- Goal: Rewrite as a numbered list the part of the items that opens with the line containing "highlight bridge" and runs through the end of the items, leaving out blank lines.

• • •

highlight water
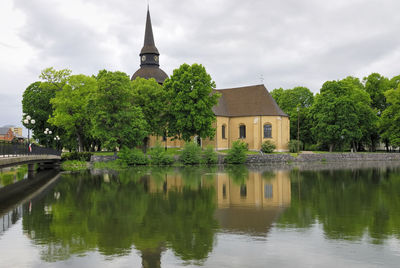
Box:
[0,163,400,267]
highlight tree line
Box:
[22,64,219,151]
[271,73,400,151]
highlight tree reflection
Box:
[279,168,400,243]
[23,170,217,267]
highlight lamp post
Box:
[43,127,53,147]
[297,106,300,153]
[54,135,60,150]
[23,115,36,154]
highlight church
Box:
[131,10,290,151]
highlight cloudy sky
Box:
[0,0,400,131]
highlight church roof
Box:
[140,8,160,56]
[131,66,168,84]
[213,85,288,117]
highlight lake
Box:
[0,162,400,267]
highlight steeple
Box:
[131,6,168,84]
[140,6,160,56]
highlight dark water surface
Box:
[0,163,400,267]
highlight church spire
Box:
[131,6,168,84]
[140,6,160,56]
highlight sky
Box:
[0,0,400,132]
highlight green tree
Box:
[310,77,375,151]
[271,87,314,147]
[363,73,390,115]
[49,74,97,152]
[380,84,400,147]
[132,77,167,143]
[91,70,149,150]
[164,64,220,141]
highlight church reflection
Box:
[142,170,291,236]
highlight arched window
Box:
[239,125,246,139]
[264,124,272,138]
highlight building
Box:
[131,10,290,151]
[0,127,14,141]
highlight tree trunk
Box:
[329,144,333,152]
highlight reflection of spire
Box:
[141,247,163,268]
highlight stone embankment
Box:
[246,153,400,164]
[90,153,400,164]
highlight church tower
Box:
[131,7,168,84]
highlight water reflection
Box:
[278,167,400,244]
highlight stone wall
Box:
[242,153,400,164]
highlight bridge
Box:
[0,143,61,172]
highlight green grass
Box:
[61,160,88,171]
[93,152,114,156]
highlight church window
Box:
[239,125,246,139]
[264,124,272,138]
[222,125,226,139]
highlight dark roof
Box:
[213,85,288,116]
[140,8,160,56]
[0,127,10,135]
[131,66,168,84]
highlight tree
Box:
[363,73,390,116]
[164,63,220,141]
[310,77,376,151]
[91,70,148,150]
[380,85,400,147]
[49,74,97,151]
[132,77,167,136]
[271,87,314,148]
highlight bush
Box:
[261,140,276,154]
[118,147,149,165]
[61,152,93,162]
[149,142,174,166]
[202,146,218,165]
[225,140,248,164]
[179,142,201,165]
[288,140,303,153]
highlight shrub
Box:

• • •

- Response to this exercise:
1. highlight bridge
2. Box:
3. [0,143,61,172]
4. highlight green grass
5. Box:
6. [61,160,88,171]
7. [93,152,114,156]
8. highlight church window
9. Box:
10. [239,125,246,139]
11. [264,124,272,138]
12. [222,125,226,139]
13. highlight dark roof
14. Box:
15. [213,85,288,116]
16. [140,8,160,56]
17. [0,127,10,135]
18. [131,66,168,84]
19. highlight tree
20. Box:
21. [363,73,390,116]
22. [164,63,220,141]
23. [310,77,376,151]
24. [91,70,148,150]
25. [380,85,400,147]
26. [49,74,97,151]
27. [132,77,167,136]
28. [271,87,314,148]
29. highlight bush
30. Box:
31. [261,140,276,154]
32. [118,147,149,165]
33. [61,152,93,162]
34. [149,142,174,166]
35. [202,146,218,165]
36. [225,140,248,164]
37. [179,142,201,165]
38. [288,140,303,153]
39. highlight shrub
40. Box:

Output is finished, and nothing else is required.